→ A block of data:
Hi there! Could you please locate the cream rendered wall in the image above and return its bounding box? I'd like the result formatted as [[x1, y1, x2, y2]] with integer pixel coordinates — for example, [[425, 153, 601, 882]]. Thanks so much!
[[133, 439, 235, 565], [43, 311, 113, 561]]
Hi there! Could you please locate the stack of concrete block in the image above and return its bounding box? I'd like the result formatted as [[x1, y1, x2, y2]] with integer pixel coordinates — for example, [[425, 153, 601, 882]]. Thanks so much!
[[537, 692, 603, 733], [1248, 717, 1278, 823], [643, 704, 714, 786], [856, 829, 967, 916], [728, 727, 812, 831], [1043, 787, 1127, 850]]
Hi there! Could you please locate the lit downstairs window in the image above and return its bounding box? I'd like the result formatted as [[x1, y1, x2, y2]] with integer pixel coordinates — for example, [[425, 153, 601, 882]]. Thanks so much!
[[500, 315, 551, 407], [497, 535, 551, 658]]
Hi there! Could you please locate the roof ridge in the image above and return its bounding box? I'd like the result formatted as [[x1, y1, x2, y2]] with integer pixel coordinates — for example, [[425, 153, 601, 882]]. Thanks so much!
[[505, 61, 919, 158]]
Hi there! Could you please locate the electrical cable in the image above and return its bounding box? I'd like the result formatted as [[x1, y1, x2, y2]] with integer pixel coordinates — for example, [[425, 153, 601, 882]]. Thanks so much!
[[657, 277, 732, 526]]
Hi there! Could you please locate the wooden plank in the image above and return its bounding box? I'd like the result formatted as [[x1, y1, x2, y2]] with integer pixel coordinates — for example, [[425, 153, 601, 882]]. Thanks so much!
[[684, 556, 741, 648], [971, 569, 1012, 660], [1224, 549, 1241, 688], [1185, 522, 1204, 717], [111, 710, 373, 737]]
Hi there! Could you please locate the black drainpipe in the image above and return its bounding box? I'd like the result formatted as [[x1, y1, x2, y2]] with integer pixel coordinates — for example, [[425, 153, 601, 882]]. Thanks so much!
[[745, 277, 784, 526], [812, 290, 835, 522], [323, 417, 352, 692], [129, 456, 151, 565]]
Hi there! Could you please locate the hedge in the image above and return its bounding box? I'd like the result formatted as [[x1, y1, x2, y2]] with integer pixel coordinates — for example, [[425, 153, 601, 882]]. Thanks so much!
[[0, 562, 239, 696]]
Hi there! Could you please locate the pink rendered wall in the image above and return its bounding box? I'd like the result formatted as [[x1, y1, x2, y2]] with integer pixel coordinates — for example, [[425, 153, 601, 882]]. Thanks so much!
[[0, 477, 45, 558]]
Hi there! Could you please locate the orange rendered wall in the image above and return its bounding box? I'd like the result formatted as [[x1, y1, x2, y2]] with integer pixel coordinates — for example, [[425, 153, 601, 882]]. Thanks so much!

→ Directive: Reproduce every entry in the data block above verbatim, with no changes.

→ Exercise result:
Hi there! Could you please locate the cream rendered wall in the image above and return its bounding box? I'd like the result formatted as [[x1, y1, x2, y2]] with integer pixel coordinates — for example, [[425, 153, 601, 882]]. Thanks so much!
[[133, 439, 235, 565], [43, 311, 113, 561]]
Hi there! Could you please locate the stack of concrete block in the image above and return its bounding box? I'd like the result formatted as [[x1, y1, x2, y2]] with integer pixel coordinates — for example, [[425, 153, 601, 882]]. Thanks so much!
[[537, 692, 603, 733], [1248, 717, 1278, 823], [643, 704, 714, 786], [856, 829, 967, 916], [728, 727, 812, 831], [1043, 787, 1127, 850]]
Hi there! Could you please locate the lit downstairs window in the image above and return its bounding box? I'd like the result formatted as [[x1, y1, x2, y2]] with integer pixel coordinates — for example, [[425, 153, 601, 882]]. Thanks so much!
[[500, 315, 551, 407], [497, 535, 551, 658]]
Hi there! Could you please locate the roof ridge in the image above and return its bounding box? I'd like the result formatted as [[x1, y1, x2, y2]] with integer pixel coordinates — for example, [[425, 153, 601, 882]]. Thanks so much!
[[505, 61, 919, 158]]
Hi there! Could you please locate the electrical cable in the image above and return its bounding box? I'd like the result formatted as [[x1, y1, x2, y2]] with integer pixel coordinates — for example, [[425, 153, 601, 882]]. Thanks so much!
[[657, 277, 732, 526]]
Hi there! Could you please locate the wooden plank in the image above and return its bounding box? I'd like the result formatted as [[x1, y1, x2, y2]] with integer pixel coordinates — for example, [[425, 153, 601, 882]]. Thanks so much!
[[684, 556, 741, 648], [971, 569, 1012, 660], [1224, 549, 1241, 688], [1185, 522, 1204, 717], [111, 710, 373, 737]]
Hi there! Could you please locate the black drainpipe in the image above and return its bounding box? I'd like the result formatted as [[x1, y1, x2, y2]] with integer pixel coordinates — for example, [[425, 153, 601, 882]]. Thanks so much!
[[745, 277, 784, 526], [812, 290, 835, 522], [323, 417, 352, 692], [129, 456, 151, 565]]
Hi there! Could you please locate the hedge in the image above and return its bounding box? I'd like the result formatted as [[x1, y1, x2, y2]] with integer pixel coordinates — for example, [[425, 153, 601, 882]]. Thanks so much!
[[0, 562, 239, 696]]
Hi there! Could you please locate the pink rendered wall in the image above and return its bounding box? I'd like the result formatted as [[x1, y1, x2, y2]] with integer pixel coordinates — for example, [[425, 153, 601, 882]]. Thanks so much!
[[0, 477, 45, 558]]
Hi there! Could you please locate the orange rendered wall in the image above and return its bounding box? I'd like the result formatted as [[x1, y1, x2, y2]] with integer pixel coordinates — for example, [[425, 153, 601, 882]]. Thanks so much!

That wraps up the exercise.